## Given request
Return the records word for word. Any pictures in them are not part of the copy.
>>>>
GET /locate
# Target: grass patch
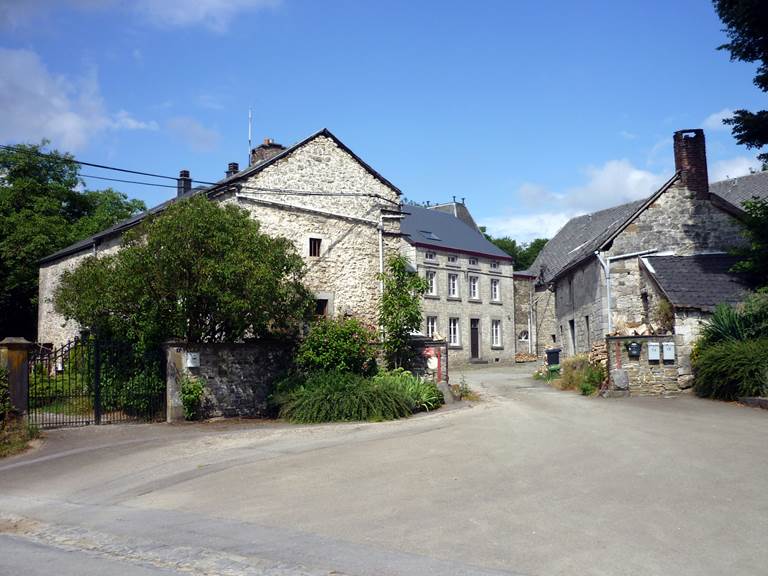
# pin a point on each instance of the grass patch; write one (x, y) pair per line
(15, 435)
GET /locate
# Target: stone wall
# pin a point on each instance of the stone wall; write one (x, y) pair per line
(238, 377)
(579, 305)
(639, 376)
(484, 309)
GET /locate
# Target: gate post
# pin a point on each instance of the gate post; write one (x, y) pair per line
(14, 353)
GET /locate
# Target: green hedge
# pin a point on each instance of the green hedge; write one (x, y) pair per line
(732, 368)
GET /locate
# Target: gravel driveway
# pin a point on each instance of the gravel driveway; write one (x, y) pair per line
(528, 481)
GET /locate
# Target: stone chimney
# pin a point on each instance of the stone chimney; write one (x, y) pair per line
(268, 149)
(691, 161)
(183, 183)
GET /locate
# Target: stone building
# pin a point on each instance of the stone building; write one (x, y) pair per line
(342, 216)
(600, 267)
(471, 298)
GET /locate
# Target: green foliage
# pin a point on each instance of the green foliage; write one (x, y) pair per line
(523, 254)
(732, 368)
(41, 211)
(343, 345)
(423, 394)
(342, 397)
(400, 312)
(747, 29)
(200, 271)
(192, 394)
(5, 397)
(754, 257)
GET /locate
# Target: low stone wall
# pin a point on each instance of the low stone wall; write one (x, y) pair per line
(238, 377)
(641, 376)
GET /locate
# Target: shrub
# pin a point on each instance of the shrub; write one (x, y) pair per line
(422, 394)
(344, 396)
(732, 368)
(338, 345)
(192, 392)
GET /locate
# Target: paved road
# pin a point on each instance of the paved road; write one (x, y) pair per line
(529, 481)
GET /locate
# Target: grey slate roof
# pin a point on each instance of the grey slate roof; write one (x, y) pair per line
(737, 190)
(579, 238)
(701, 281)
(442, 231)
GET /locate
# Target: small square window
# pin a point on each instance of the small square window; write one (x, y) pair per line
(314, 247)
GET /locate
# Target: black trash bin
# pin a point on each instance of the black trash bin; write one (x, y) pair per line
(553, 356)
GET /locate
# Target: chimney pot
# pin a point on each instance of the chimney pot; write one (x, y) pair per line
(691, 161)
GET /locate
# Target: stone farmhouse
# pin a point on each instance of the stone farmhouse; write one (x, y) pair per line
(345, 219)
(658, 263)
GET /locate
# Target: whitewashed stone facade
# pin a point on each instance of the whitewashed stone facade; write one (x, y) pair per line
(316, 189)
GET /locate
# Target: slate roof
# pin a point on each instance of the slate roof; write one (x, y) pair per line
(121, 227)
(579, 238)
(701, 281)
(737, 190)
(442, 231)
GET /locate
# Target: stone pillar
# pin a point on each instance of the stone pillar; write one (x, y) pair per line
(175, 356)
(14, 353)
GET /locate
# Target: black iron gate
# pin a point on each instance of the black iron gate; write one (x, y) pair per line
(91, 381)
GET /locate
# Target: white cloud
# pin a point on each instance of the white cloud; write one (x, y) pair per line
(194, 134)
(35, 104)
(732, 168)
(714, 122)
(213, 14)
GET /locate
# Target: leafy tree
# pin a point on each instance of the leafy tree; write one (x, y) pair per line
(400, 312)
(41, 211)
(746, 24)
(200, 271)
(522, 254)
(754, 258)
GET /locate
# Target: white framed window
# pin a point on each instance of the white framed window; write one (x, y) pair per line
(474, 291)
(453, 285)
(495, 292)
(453, 332)
(431, 277)
(496, 333)
(431, 326)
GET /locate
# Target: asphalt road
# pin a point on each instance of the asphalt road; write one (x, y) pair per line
(528, 481)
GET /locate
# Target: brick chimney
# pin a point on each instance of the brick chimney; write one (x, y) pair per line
(268, 149)
(232, 169)
(691, 161)
(183, 183)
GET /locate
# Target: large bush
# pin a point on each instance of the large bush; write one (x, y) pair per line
(343, 396)
(732, 368)
(342, 345)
<<<<
## Correct answer
GET /locate
# Target: grass patch
# pin a point on each instance of the grass patch; write one (x, y) pair per line
(15, 435)
GET /locate
# Target: stone wall
# pin a point on each instance of the stone wall; write one (x, y) pair per line
(238, 377)
(579, 305)
(639, 376)
(484, 309)
GET /locate
# Target: gate post
# pin a point on each instance of the gate post; write one (x, y) pair per line
(14, 353)
GET /locate
# Target: green hedge
# pin a point on each instance of the green hedge; write one (x, y) pair per line
(732, 368)
GET /locate
# Target: gravel driveway
# pin a point on each instance of the gravel driveway; write one (x, y) pair per line
(528, 481)
GET /locate
# Target: stone chimney
# pin a point on each instance of the stone chimney; write one (x, y) pair per line
(268, 149)
(691, 161)
(183, 183)
GET /locate
# Target: stone building
# pin a point on each instance of the stone building; write one (x, y) pair per line
(342, 216)
(600, 267)
(471, 298)
GET /locate
# Target: green foliage
# pin a point on each instance of the green foliage; write one (x, y) pair per line
(523, 254)
(732, 368)
(41, 211)
(343, 345)
(423, 394)
(342, 397)
(400, 312)
(747, 29)
(200, 271)
(192, 394)
(5, 397)
(754, 257)
GET /locate
# Target: low stone wall
# pin a point on each instance of the low stone wall; write one (x, y) pair per line
(238, 377)
(641, 376)
GET /locate
# Target: shrub
# pin a point on each instance of the shrub; write one (x, y) pair per line
(422, 394)
(344, 396)
(732, 368)
(338, 345)
(192, 392)
GET /locate
# Target: paved road
# pin a point on each instance of the paved road; write one (x, y) pair per line
(529, 481)
GET /locate
# Target: grey slate roof
# pin a point on each instance of the grey slate roof; write one (x, y) pair per line
(737, 190)
(579, 238)
(701, 281)
(442, 231)
GET /locate
# Target: small square window
# pin a point on each instance of the small square window; write one (x, y) pair per line
(314, 247)
GET /locate
# Target: black trash bin
# pin a point on each instance of the black trash bin; write one (x, y) pair per line
(553, 356)
GET /locate
# Target: chimney pot
# pin a point on each instance of the chimney pot; write one (x, y) pair per line
(691, 161)
GET /locate
# Target: stone farmhouse
# pin a point on each instance of the stone farmhouse; write one (x, y) pair per line
(345, 219)
(658, 263)
GET /locate
# Target: whitewashed stone facade
# pin a point on each instance of the whitewashed stone facade; write one (x, y) pair per line
(316, 189)
GET /locate
# Target: slate roof
# pin a point on each instance of the slate roof; write one (x, y) pair per line
(121, 227)
(579, 238)
(701, 281)
(737, 190)
(442, 231)
GET /locate
# Target: stone pillar
# pin a point on each instance of the stone pillar; write one (x, y) pair per line
(175, 356)
(14, 353)
GET /locate
# Target: black iron gate
# pin a point on each instance of the black iron gate; write one (x, y) pair per line
(91, 381)
GET /locate
# Target: white cloud
# pin a point on each instance of the white cloud; write one (x, y) pair per line
(194, 134)
(35, 104)
(732, 168)
(714, 122)
(213, 14)
GET /locate
# Target: leafy tree
# pin a point on each instance of the leafy tree; write one (x, y) pair per line
(400, 312)
(41, 211)
(746, 24)
(200, 271)
(522, 254)
(754, 258)
GET /locate
# Target: white framed window
# pin a point on each instance of the white framed window; write one (x, y) pair per line
(474, 291)
(453, 285)
(495, 292)
(453, 332)
(431, 277)
(496, 333)
(431, 326)
GET /locate
# Target: asphalt road
# pin a point on each instance of the asphalt road; write one (x, y) pair per line
(528, 481)
GET /locate
# Target: brick chimney
# pin a point on each instance of the brick chimney; write one (x, y) pair per line
(268, 149)
(232, 169)
(691, 161)
(183, 183)
GET /locate
# Target: large bush
# pin a point on each instance of the large bush; write one (x, y) pair per line
(343, 396)
(732, 368)
(342, 345)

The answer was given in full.